> **Exercise brief**
From the entries below, return exactly the lines beginning at the one that contains "Target: tree trunk" and ending at the one that contains "Target: clear blue sky", both of them included, and only those lines.

> **Study material**
###
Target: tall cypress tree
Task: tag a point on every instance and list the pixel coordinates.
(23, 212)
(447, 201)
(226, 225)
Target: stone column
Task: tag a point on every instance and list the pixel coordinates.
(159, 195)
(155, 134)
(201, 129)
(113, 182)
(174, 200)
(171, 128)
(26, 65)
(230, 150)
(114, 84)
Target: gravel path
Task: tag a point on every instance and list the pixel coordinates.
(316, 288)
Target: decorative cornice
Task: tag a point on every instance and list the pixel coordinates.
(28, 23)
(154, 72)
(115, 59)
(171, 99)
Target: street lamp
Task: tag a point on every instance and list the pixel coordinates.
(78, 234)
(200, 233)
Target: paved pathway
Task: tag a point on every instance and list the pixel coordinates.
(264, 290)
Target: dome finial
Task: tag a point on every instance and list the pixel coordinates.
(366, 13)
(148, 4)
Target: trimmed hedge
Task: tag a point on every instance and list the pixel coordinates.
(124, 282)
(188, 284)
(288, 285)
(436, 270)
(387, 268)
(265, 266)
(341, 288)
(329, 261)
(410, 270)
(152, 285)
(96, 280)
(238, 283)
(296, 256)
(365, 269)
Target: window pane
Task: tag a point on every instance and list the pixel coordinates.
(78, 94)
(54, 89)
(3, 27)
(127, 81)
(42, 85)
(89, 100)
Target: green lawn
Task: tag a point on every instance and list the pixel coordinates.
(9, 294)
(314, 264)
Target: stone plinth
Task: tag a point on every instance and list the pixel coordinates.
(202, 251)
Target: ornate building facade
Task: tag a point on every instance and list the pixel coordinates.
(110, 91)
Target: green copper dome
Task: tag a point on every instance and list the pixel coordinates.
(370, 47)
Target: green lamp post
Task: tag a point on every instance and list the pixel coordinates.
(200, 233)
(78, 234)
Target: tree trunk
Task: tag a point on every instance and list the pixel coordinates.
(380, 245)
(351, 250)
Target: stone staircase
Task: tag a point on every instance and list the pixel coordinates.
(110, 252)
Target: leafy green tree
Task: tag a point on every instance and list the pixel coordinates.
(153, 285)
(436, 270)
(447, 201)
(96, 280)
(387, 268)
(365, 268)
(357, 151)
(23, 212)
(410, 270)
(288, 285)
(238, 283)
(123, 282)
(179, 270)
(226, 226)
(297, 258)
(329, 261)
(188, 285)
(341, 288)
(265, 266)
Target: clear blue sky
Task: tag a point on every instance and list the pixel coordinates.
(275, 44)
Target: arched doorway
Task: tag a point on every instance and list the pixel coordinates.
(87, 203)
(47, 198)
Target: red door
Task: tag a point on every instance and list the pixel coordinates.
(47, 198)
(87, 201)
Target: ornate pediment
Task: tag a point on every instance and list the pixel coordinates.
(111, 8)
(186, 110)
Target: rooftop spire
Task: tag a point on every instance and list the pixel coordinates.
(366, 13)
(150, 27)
###
> **Solution**
Target: tree trunk
Task: tag a point on every instance and list the pixel coordinates.
(380, 245)
(351, 250)
Target: stone staircase
Task: tag a point on every instance and list the pixel coordinates.
(110, 252)
Target: leafy green tree
Task: tag a point on every instance and list the pixel coordinates.
(153, 285)
(436, 270)
(447, 201)
(96, 280)
(387, 268)
(365, 268)
(357, 151)
(23, 212)
(410, 270)
(288, 285)
(238, 283)
(123, 282)
(179, 270)
(226, 226)
(297, 258)
(329, 261)
(188, 285)
(341, 288)
(265, 266)
Target: clear blue sky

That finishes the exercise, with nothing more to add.